[Request]
In the listing below, render the lines as a numbered list, beginning at the line that contains "car fender, then" and stopping after the line that contains "346, 231, 600, 244". Include both of those lines and leave out any blank lines.

[Working data]
# # # #
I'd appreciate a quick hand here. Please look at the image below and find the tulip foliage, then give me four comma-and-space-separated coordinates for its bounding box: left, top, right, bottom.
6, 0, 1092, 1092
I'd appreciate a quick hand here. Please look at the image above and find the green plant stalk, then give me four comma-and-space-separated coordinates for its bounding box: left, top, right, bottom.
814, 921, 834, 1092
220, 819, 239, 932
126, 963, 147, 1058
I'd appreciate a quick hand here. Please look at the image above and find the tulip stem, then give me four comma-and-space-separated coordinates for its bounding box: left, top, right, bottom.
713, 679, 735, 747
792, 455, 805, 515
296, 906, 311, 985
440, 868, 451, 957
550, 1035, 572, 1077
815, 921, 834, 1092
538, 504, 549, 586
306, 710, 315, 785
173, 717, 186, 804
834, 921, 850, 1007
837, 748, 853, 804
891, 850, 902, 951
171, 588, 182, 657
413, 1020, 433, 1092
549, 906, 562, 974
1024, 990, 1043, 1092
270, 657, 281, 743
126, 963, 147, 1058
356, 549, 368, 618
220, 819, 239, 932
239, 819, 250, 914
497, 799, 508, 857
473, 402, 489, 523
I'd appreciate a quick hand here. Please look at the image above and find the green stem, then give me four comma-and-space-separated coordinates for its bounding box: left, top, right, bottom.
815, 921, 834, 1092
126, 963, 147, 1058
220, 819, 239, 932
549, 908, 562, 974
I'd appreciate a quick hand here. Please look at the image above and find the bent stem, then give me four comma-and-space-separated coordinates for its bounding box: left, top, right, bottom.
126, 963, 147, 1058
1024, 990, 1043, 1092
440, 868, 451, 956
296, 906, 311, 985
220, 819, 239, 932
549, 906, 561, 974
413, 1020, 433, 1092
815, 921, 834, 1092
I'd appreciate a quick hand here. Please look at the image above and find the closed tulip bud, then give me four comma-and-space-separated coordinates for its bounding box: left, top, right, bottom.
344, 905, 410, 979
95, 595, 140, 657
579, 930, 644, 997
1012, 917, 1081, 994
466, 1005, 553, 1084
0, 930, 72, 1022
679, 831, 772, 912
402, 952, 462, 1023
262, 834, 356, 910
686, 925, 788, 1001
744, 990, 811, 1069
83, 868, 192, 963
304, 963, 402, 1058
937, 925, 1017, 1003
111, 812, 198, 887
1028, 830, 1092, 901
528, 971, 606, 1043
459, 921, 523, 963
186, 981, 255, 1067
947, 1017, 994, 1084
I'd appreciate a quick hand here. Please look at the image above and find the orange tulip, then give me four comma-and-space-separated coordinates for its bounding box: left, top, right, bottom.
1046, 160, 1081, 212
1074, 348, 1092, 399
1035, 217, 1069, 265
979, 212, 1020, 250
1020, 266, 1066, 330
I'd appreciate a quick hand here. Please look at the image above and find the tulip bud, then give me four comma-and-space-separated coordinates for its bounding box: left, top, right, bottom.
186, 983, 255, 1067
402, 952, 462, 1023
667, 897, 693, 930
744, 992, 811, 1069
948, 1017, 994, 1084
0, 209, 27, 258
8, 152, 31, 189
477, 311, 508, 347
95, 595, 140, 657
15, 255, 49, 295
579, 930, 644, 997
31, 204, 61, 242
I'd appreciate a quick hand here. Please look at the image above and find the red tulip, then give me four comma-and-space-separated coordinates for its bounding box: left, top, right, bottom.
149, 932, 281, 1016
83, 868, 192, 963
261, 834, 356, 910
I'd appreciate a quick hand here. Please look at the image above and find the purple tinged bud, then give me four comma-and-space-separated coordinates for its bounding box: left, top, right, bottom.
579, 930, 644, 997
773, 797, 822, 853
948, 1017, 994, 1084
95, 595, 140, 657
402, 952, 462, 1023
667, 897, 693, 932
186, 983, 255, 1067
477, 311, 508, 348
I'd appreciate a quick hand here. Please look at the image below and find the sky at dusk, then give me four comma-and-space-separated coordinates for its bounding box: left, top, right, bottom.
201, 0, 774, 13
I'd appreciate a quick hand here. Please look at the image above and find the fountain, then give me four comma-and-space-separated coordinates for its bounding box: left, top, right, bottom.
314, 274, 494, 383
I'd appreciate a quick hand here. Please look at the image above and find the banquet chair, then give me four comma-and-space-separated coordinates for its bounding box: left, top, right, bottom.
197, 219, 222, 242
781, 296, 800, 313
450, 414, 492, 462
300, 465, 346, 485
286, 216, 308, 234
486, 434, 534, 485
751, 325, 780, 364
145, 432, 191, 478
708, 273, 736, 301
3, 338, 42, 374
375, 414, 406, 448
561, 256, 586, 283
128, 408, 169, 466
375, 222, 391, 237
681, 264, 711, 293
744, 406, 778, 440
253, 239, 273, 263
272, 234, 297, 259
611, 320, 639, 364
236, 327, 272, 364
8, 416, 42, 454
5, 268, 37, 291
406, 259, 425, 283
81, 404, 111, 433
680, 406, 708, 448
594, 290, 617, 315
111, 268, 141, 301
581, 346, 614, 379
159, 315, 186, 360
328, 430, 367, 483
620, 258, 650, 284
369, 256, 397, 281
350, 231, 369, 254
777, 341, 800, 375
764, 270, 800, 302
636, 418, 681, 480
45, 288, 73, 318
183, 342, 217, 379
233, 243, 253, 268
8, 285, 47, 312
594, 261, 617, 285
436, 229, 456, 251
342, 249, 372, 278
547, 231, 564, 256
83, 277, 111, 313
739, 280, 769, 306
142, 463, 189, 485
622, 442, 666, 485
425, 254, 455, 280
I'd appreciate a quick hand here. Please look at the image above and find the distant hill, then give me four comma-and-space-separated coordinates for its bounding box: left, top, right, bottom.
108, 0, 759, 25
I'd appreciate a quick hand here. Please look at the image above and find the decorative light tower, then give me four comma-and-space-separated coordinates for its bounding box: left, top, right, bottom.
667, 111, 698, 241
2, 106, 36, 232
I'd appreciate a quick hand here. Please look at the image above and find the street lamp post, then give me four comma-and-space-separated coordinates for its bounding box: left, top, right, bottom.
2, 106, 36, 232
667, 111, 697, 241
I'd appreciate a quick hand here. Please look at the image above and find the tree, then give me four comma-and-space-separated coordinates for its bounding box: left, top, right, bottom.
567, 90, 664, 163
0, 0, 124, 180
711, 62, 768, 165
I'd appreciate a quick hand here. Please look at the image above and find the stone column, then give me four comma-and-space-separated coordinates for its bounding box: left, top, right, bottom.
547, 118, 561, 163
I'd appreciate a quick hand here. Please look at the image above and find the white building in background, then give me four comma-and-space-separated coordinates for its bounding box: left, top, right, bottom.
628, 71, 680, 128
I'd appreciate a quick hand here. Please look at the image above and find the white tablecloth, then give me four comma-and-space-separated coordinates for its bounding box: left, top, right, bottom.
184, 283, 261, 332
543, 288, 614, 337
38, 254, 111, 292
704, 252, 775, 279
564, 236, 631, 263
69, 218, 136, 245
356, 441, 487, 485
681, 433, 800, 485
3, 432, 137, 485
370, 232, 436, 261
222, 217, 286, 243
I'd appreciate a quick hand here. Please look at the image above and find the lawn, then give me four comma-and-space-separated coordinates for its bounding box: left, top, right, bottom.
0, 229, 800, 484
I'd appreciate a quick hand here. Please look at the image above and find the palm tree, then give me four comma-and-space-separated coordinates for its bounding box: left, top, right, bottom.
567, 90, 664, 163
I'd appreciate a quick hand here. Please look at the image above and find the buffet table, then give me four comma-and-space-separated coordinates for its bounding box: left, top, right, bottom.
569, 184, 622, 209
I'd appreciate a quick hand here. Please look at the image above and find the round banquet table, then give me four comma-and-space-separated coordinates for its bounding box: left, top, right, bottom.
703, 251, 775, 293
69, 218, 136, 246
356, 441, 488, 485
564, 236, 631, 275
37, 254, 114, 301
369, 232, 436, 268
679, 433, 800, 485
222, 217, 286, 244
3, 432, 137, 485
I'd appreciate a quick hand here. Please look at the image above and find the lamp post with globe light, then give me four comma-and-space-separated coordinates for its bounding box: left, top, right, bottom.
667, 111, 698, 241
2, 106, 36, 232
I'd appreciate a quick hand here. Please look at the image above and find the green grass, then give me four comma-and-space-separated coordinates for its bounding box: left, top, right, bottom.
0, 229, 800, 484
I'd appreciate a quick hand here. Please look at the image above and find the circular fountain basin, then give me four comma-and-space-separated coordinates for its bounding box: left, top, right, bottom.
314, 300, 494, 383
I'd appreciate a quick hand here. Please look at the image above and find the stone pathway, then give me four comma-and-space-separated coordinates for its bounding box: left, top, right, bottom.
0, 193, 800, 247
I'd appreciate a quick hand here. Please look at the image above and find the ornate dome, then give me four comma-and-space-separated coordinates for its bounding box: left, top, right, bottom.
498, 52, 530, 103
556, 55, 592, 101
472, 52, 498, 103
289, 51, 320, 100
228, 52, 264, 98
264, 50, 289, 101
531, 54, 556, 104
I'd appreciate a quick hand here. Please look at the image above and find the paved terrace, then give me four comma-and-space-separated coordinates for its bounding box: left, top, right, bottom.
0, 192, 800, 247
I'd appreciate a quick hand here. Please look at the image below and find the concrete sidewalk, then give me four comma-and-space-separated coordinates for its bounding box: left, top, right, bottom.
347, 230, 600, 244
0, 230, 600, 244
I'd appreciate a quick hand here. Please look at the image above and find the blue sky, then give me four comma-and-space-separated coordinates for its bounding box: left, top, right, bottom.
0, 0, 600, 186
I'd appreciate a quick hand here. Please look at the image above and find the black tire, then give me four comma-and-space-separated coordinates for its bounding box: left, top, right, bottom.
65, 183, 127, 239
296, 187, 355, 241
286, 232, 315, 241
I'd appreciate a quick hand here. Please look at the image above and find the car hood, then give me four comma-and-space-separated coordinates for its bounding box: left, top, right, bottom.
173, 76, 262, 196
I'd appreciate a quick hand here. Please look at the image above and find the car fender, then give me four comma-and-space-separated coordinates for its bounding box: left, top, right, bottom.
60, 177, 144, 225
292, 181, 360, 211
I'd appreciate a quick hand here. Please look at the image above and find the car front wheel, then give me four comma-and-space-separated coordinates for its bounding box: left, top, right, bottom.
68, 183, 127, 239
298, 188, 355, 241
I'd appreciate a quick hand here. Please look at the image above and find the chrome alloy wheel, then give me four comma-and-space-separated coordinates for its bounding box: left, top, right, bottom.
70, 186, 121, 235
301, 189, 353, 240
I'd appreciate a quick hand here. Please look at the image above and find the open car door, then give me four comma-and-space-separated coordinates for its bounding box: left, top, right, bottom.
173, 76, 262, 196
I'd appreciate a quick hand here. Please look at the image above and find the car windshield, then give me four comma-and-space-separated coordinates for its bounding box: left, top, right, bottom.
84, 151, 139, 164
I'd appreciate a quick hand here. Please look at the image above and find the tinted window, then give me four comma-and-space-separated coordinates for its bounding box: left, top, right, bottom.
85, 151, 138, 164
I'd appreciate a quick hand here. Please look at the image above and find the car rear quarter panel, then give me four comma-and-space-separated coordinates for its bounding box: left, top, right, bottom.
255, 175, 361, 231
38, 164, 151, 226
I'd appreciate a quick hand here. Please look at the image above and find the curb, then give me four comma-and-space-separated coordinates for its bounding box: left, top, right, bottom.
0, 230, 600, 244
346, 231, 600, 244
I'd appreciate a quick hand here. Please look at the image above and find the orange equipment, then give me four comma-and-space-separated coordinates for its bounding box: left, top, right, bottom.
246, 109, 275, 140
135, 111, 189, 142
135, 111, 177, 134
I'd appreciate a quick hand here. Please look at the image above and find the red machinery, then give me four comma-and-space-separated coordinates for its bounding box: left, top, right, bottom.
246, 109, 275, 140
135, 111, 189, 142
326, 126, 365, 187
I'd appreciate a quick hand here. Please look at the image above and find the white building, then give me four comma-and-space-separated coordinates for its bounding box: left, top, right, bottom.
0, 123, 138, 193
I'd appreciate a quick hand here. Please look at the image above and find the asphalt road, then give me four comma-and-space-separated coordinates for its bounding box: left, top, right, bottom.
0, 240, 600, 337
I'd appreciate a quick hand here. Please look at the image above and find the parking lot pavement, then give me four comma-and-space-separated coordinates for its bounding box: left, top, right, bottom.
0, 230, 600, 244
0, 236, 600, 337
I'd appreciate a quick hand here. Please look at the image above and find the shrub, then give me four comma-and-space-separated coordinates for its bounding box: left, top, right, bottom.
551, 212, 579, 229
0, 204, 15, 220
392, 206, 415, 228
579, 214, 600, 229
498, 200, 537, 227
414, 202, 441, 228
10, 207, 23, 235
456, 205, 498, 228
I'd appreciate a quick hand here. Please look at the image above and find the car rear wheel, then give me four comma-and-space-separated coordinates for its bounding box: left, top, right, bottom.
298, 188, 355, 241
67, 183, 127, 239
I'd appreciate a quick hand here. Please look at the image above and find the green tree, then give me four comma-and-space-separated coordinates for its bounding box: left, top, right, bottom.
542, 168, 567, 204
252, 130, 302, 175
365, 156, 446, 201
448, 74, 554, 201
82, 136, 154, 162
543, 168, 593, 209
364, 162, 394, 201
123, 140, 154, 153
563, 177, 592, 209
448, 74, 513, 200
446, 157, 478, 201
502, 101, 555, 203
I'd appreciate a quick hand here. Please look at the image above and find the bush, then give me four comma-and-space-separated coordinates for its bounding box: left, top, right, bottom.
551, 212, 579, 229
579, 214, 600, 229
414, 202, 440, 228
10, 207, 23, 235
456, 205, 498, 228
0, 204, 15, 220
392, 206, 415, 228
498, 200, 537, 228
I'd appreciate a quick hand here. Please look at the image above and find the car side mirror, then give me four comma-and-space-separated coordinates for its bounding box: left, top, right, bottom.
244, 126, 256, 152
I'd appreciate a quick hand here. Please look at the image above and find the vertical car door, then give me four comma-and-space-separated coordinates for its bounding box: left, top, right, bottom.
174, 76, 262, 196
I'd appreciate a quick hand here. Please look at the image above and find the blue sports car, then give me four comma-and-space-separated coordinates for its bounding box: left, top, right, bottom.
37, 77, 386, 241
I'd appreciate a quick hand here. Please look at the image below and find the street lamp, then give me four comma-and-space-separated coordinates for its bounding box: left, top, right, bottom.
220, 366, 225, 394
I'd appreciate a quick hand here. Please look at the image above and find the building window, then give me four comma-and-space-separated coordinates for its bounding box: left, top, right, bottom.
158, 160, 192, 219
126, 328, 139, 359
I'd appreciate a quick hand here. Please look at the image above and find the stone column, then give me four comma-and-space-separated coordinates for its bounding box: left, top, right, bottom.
# # # #
[Written response]
1. I'd appreciate a quick hand here. Please look at the image above and find the car fender, then give me four comma-and-space-separated coordinates for its bounding box: left, top, right, bottom.
2. 60, 177, 144, 225
3. 292, 181, 360, 211
4. I'd appreciate a quick hand here. Please look at the image above and find the car front wheel, then give me four comma-and-space-separated coordinates for its bounding box: left, top, right, bottom.
5. 68, 183, 127, 239
6. 298, 188, 355, 241
7. I'd appreciate a quick hand here. Please look at the image above and find the chrome alloy wheel, then give me four comma-and-space-separated coordinates for its bounding box: left, top, right, bottom.
8. 70, 186, 121, 235
9. 301, 189, 353, 240
10. I'd appreciate a quick hand here. Please look at the image above and find the open car door, then give me four comma-and-space-separated coordinates for its bounding box: left, top, right, bottom.
11. 173, 76, 262, 196
12. I'd appreciate a quick hand here. Please look at the image above and find the car windshield, then give me four comma-and-space-separated coordinates for its bounding box: left, top, right, bottom.
13. 84, 151, 139, 164
14. I'd appreciate a quick hand here. Please look at the image above and find the tinted window, then give me four comma-and-space-separated coordinates for its bounding box: left, top, right, bottom.
15. 85, 151, 138, 164
16. I'd appreciate a quick hand here. Please look at the image above and find the car rear quarter panel, then give me four comma-and-space-separated coordinates for its bounding box: left, top, right, bottom.
17. 255, 175, 361, 231
18. 38, 164, 151, 226
19. I'd appreciate a quick hand here. Please look at the image above and find the curb, then give me four comma-and-space-separated coordinates for its bounding box: left, top, right, bottom.
20. 0, 230, 600, 244
21. 346, 231, 600, 244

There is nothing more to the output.